Set down the entries below once more, precisely as they stand.

Material provided:
· · ·

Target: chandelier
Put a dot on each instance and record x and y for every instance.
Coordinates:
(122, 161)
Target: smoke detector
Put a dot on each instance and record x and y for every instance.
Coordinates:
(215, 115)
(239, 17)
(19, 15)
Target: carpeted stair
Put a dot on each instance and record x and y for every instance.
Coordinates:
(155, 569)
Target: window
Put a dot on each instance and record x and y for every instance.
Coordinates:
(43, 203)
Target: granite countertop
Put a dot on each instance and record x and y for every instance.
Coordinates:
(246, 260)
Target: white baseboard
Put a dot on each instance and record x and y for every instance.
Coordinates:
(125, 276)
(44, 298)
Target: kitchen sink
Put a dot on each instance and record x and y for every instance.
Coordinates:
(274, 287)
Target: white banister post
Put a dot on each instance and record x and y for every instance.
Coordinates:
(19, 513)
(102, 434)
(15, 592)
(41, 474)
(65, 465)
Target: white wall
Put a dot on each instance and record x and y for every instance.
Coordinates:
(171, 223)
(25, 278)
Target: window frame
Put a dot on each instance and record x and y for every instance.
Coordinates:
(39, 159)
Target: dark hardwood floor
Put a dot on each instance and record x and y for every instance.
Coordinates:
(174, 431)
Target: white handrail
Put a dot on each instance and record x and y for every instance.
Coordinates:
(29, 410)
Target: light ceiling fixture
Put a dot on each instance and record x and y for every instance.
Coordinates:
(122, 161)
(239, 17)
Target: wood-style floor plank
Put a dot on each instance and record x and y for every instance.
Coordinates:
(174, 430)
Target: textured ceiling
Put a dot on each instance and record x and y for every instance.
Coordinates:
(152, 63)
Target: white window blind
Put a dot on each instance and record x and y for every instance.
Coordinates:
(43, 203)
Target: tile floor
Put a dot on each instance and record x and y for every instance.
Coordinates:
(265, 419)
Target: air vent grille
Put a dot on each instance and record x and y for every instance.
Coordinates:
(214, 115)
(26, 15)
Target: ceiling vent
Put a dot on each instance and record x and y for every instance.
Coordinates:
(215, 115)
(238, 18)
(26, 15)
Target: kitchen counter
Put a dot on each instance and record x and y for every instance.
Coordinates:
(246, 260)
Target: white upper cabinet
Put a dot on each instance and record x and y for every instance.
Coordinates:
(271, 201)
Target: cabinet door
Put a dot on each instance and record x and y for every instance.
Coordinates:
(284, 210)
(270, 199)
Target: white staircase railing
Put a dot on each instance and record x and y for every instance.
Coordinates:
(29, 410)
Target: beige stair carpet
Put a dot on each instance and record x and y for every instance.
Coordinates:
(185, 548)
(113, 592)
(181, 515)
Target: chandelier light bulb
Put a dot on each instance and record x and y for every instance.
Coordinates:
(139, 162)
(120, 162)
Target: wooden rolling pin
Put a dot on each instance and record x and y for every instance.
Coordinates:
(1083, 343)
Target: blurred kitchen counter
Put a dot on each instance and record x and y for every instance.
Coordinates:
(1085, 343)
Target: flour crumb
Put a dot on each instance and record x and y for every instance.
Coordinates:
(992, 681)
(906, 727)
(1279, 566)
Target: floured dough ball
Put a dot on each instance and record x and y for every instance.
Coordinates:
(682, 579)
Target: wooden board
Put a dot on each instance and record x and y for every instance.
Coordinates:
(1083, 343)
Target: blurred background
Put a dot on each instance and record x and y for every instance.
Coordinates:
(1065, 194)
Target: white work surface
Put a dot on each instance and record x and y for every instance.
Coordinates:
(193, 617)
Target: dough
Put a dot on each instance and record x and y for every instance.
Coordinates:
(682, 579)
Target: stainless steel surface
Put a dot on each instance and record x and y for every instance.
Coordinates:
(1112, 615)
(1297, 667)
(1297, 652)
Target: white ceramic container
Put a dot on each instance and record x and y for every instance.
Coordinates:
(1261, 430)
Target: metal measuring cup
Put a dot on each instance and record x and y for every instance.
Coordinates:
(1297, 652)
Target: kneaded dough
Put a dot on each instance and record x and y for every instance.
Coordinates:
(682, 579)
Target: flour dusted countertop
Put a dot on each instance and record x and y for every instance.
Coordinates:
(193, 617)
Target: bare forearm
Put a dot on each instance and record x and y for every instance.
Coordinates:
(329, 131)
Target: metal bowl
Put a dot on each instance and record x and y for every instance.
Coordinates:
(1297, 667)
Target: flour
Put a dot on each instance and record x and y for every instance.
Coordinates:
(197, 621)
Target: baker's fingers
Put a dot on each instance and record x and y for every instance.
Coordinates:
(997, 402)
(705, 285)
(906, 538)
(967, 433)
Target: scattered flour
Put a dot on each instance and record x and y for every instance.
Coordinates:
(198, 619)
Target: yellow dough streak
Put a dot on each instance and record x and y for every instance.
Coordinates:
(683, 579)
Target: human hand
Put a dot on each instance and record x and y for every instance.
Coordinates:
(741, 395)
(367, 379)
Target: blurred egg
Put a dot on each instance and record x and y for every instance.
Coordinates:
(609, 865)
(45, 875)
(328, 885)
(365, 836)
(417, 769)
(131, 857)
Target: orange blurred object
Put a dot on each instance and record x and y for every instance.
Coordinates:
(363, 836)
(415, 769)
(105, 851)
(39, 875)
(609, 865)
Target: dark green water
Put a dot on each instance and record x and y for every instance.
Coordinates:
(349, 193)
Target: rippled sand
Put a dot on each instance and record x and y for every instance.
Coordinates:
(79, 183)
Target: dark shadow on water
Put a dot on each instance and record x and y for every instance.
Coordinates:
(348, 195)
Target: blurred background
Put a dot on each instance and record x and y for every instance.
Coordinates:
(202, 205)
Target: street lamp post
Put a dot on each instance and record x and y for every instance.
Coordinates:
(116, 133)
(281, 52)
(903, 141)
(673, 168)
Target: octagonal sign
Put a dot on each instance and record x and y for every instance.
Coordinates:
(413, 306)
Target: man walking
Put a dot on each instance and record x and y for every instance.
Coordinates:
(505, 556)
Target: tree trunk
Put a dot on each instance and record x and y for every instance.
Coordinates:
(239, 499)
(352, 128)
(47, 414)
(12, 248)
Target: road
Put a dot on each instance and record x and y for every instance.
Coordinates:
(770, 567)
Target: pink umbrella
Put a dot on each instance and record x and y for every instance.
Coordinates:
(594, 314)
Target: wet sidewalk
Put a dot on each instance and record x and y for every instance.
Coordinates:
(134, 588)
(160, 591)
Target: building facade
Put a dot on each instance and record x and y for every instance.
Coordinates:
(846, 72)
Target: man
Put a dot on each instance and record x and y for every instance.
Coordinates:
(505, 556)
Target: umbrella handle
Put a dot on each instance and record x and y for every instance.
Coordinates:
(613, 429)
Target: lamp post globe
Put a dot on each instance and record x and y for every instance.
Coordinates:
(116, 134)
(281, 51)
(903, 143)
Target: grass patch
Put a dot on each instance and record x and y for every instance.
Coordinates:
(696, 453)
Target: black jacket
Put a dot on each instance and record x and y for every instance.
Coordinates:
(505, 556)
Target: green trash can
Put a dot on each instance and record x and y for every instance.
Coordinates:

· · ·

Exercise output:
Target: chandelier
Put a dot on each instance and record x and y for every instance.
Coordinates:
(122, 161)
Target: smoke detector
Put a dot on each instance and record x and y for every instance.
Coordinates:
(215, 115)
(239, 17)
(19, 15)
Target: carpeted stair
Put a dot on each instance and record x and y for every instance.
Coordinates:
(155, 569)
Target: window
Put a dot on each instance and record x and y for every instance.
Coordinates:
(43, 203)
Target: granite countertop
Put a dot on each instance and record x and y for every instance.
Coordinates:
(246, 260)
Target: white baseboard
Put a dot on each instance and record x and y for every instance.
Coordinates:
(125, 276)
(44, 298)
Target: kitchen sink
Put a dot on each instance and record x and y for every instance.
Coordinates:
(274, 287)
Target: white banister post
Put a dot on each instance and record x and y for every instance.
Coordinates:
(19, 513)
(102, 434)
(15, 592)
(41, 474)
(65, 465)
Target: white wall
Put a dot on each instance and record x and y for every instance.
Coordinates:
(171, 223)
(25, 278)
Target: window frame
Put a dot on each instance and record x and y for every instance.
Coordinates:
(39, 159)
Target: dark hardwood floor
Put a dot on each instance and record x and y for every instance.
Coordinates:
(174, 431)
Target: white handrail
Put a dot on each instance and record x and y for every instance.
Coordinates:
(29, 410)
Target: light ceiling fixture
Put a dot on each instance and record x and y for every instance.
Coordinates:
(122, 161)
(239, 17)
Target: wood-style floor plank
Put a dot on each instance and record x and y for every instance.
Coordinates:
(174, 430)
Target: textured ceiling
Put a dot on each instance and record x and y for every instance.
Coordinates:
(152, 63)
Target: white window blind
Put a dot on each instance and record x and y for every instance.
Coordinates:
(43, 203)
Target: tile floor
Put a dot on each instance and record x and y for every instance.
Coordinates:
(265, 419)
Target: air vent grille
Put a dot on each instance and record x and y for every instance.
Coordinates:
(214, 115)
(26, 15)
Target: ceiling vent
Put a dot on each instance and record x and y for every instance.
Coordinates:
(215, 115)
(238, 18)
(26, 15)
Target: kitchen counter
Put a dot on each instance and record x and y for every instance.
Coordinates:
(246, 260)
Target: white upper cabinet
Put a dot on each instance and record x and y for every instance.
Coordinates:
(271, 201)
Target: cabinet door
Put a dot on each instance and record x and y for every instance.
Coordinates:
(284, 210)
(270, 199)
Target: white staircase railing
Put a dot on each instance and record x and y for every instance.
Coordinates:
(29, 410)
Target: beige stair carpet
Put a dot on each instance and record x and y for every instance.
Coordinates:
(185, 548)
(113, 592)
(181, 515)
Target: chandelier light bulb
Put a dot on each instance and record x and y for every instance.
Coordinates:
(139, 162)
(120, 162)
Target: wooden rolling pin
Put a dot on each instance and record x and y for every instance.
Coordinates:
(1083, 343)
Target: blurred kitchen counter
Put a dot on each instance and record x and y for every instance.
Coordinates:
(1085, 343)
Target: flour crumb
Put a dot on each instance and record x and y for every instance.
Coordinates:
(992, 681)
(906, 727)
(1279, 566)
Target: floured dough ball
Put a dot on each instance and record x and y for every instance.
Coordinates:
(682, 579)
Target: wooden board
Put a dot on each instance and record x and y for every instance.
Coordinates:
(1083, 343)
Target: blurred background
Put a dot on each instance and record x and y for every instance.
Coordinates:
(1065, 194)
Target: white work surface
Put a dot on each instance and record x and y for every instance.
Coordinates:
(193, 617)
Target: dough
Put a dot on each instance and record x and y for every instance.
Coordinates:
(682, 579)
Target: stainless steel surface
Put a dot on each instance and record x and y for every instance.
Coordinates:
(1112, 615)
(1297, 667)
(1297, 652)
Target: white ceramic container
Put a dot on each instance and record x and y for every instance.
Coordinates:
(1261, 430)
Target: metal measuring cup
Put a dot on each instance and record x and y for every instance.
Coordinates:
(1297, 652)
Target: kneaded dough
Put a dot on each instance and record x and y for every instance.
Coordinates:
(682, 579)
Target: flour dusted countertop
Put a dot on each instance and record x and y for every instance.
Coordinates:
(193, 617)
Target: bare forearm
Put a dot on each instance and record x and y for every instance.
Coordinates:
(329, 131)
Target: metal bowl
Put a dot on each instance and record x and y for every instance.
Coordinates:
(1297, 667)
Target: flour
Put a dot on each instance and record x and y for every instance.
Coordinates:
(197, 621)
Target: baker's fingers
Put a dot on each instance and record x and y for every instance.
Coordinates:
(997, 402)
(705, 285)
(906, 538)
(967, 433)
Target: scattered flour
Put a dot on each instance and record x and y for every instance.
Coordinates:
(198, 619)
Target: yellow dough streak
Put a dot on each instance and record x and y for every instance.
Coordinates:
(683, 579)
Target: human hand
Put a dot on each instance and record x and y for every instance.
Coordinates:
(741, 395)
(367, 379)
Target: blurred egg
Put a dot on each instance and record x and y for every instance.
Coordinates:
(609, 865)
(45, 875)
(328, 885)
(365, 836)
(417, 769)
(131, 857)
Target: orange blurred object
Put a dot on each instance and record x and y for every instance.
Coordinates:
(363, 836)
(415, 769)
(105, 851)
(39, 875)
(609, 865)
Target: dark green water
Put a dot on each instance and record x and y for every instance.
Coordinates:
(349, 193)
Target: rippled sand
Put a dot on each instance and record x and y for every instance.
Coordinates:
(79, 183)
Target: dark shadow on water
Put a dot on each instance and record x and y for every instance.
Coordinates:
(348, 195)
Target: blurred background
Put a dot on each instance and record x and y for every instance.
Coordinates:
(202, 205)
Target: street lamp post
Put a dot on each instance and record x and y for every instance.
Coordinates:
(116, 133)
(281, 52)
(903, 141)
(673, 168)
Target: octagonal sign
Put a dot on each instance and record x and y for every instance.
Coordinates:
(413, 306)
Target: man walking
Put a dot on each instance and record x and y for every instance.
Coordinates:
(505, 556)
Target: tree trunk
Put a dot on each instance and record x and y for every instance.
Coordinates:
(239, 499)
(352, 128)
(47, 414)
(12, 248)
Target: road
Put a dot on each instance and record x and y for every instance.
Coordinates:
(770, 567)
Target: pink umbrella
Put a dot on each instance and record x and y for every instance.
Coordinates:
(594, 314)
Target: wet sidewalk
Put a dot on each instance and record x and y for every instance.
Coordinates:
(134, 588)
(160, 591)
Target: building facade
Put a dot on each instance and record x and y for every instance.
Coordinates:
(846, 72)
Target: man
Put a dot on each instance and record x and y for every instance.
Coordinates:
(505, 556)
Target: umbrella handle
Put a dot on each instance and record x and y for every instance.
Coordinates:
(613, 429)
Target: lamp post globe
Put a dot on each instance and record x and y for every instance.
Coordinates:
(116, 134)
(281, 51)
(903, 143)
Target: grass patch
Put a dot on each instance and record x and y for every instance.
Coordinates:
(696, 453)
Target: black jacket
Put a dot on each instance and record x and y for every instance.
Coordinates:
(505, 556)
Target: green trash can
Put a dot on each instance and record x and y for every instance.
Coordinates:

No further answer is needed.